• _What to do_: Turn every line in the rows below into a numbered list, skipping any blank lines.

Object position labeling entries:
★ ★ ★
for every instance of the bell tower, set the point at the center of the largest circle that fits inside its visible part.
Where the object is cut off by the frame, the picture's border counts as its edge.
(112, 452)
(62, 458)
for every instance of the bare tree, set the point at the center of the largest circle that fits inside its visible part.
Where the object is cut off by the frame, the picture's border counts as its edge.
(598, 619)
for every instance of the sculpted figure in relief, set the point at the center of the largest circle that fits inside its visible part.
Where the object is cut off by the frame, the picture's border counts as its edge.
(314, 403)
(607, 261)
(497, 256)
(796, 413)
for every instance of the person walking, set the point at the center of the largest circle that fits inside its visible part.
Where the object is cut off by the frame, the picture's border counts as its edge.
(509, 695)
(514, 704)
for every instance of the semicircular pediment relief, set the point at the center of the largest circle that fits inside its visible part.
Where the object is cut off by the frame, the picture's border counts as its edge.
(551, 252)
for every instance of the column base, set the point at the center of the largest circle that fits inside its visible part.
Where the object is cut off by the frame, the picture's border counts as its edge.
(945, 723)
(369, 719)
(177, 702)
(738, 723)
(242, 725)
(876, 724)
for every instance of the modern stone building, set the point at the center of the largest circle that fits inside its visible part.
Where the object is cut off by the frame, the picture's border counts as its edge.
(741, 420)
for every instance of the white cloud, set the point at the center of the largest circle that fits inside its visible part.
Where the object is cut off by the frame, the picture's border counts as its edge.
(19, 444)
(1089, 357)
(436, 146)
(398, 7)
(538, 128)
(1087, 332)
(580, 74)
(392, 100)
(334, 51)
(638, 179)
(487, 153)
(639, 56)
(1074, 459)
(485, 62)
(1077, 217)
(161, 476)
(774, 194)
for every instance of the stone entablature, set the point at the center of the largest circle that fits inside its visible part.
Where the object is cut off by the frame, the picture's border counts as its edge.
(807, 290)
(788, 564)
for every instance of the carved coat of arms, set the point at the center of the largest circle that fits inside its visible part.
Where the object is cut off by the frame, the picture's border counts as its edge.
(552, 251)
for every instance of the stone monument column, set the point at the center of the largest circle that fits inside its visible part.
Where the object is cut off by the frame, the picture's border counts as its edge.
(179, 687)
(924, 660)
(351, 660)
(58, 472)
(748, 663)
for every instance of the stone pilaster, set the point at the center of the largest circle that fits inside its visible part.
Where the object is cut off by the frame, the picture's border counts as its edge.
★ ★ ★
• _Exercise answer_:
1. for every instance of the bell tower, set the point at the center of the largest circle that fits inside its visible part.
2. Where the object is cut off by the frame, the picture's border counts as its edge.
3. (112, 452)
4. (62, 458)
5. for every instance of the bare tree, set the point at the center of the largest circle that fits inside its visible part.
6. Where the object is cut off by the frame, the picture's border counts as its edge.
7. (598, 619)
8. for every instance of the sculpted figure in relief, set the point at the center of the largest circle that fits inside its visible part.
9. Where the object is cut off by the frame, the picture's border counts as its edge.
10. (314, 403)
11. (607, 261)
12. (497, 256)
13. (796, 413)
14. for every instance of the person walking, set the point at the center of the largest circle that fits inside its visible part.
15. Where the object is cut off by the frame, the picture's border counts as its edge.
16. (509, 695)
17. (514, 704)
18. for every instance of the semicircular pediment relief, set the point at the center of the largest circle that fits inside its visible part.
19. Where the object is cut off by the frame, the picture's border counts as its edge.
20. (551, 252)
21. for every instance of the column base, set the point at the center of the largest circle that fits inside its visible part.
22. Where the object is cut off by the frame, the picture's border counts as its edge.
23. (945, 723)
24. (369, 719)
25. (177, 702)
26. (738, 723)
27. (242, 725)
28. (876, 724)
29. for every instance of the modern stone building, set the point at the center of the largest circle that fits inside its visible part.
30. Where the object is cut off by the frame, the picture's border counts as its edge.
31. (741, 420)
32. for every instance of the white cloud, set the point at the center of the largest circle that fits inside its visible part.
33. Where the object is cut off by the frame, the picture's border counts as its edge.
34. (19, 444)
35. (1089, 357)
36. (436, 146)
37. (398, 7)
38. (538, 128)
39. (1087, 332)
40. (580, 74)
41. (392, 100)
42. (334, 51)
43. (638, 179)
44. (487, 153)
45. (639, 56)
46. (1074, 459)
47. (485, 62)
48. (1077, 217)
49. (161, 476)
50. (774, 194)
51. for every instance of the stone entablature, set the point at the center of the largest circle that fits inside its visible part.
52. Where the object is cut off by the frame, the picture's border counts as its edge.
53. (807, 290)
54. (788, 564)
55. for every instance of the carved coat of arms, set the point at the center of the largest circle that fits inside its visible part.
56. Where the object is cut off by the frame, the picture's border counts as its edge.
57. (552, 251)
58. for every instance of the stone monument column, set the point at the center of the largest circle that fits inside its visible part.
59. Where the object is cut off by the frame, the picture's border counts as its edge.
60. (179, 687)
61. (924, 660)
62. (351, 660)
63. (58, 472)
64. (748, 663)
65. for every instance of the stone pilaster, set the point at the center of the largest circle that fits inside its visible part.
66. Where the object is cut off by the frame, the picture's border counts as its edge.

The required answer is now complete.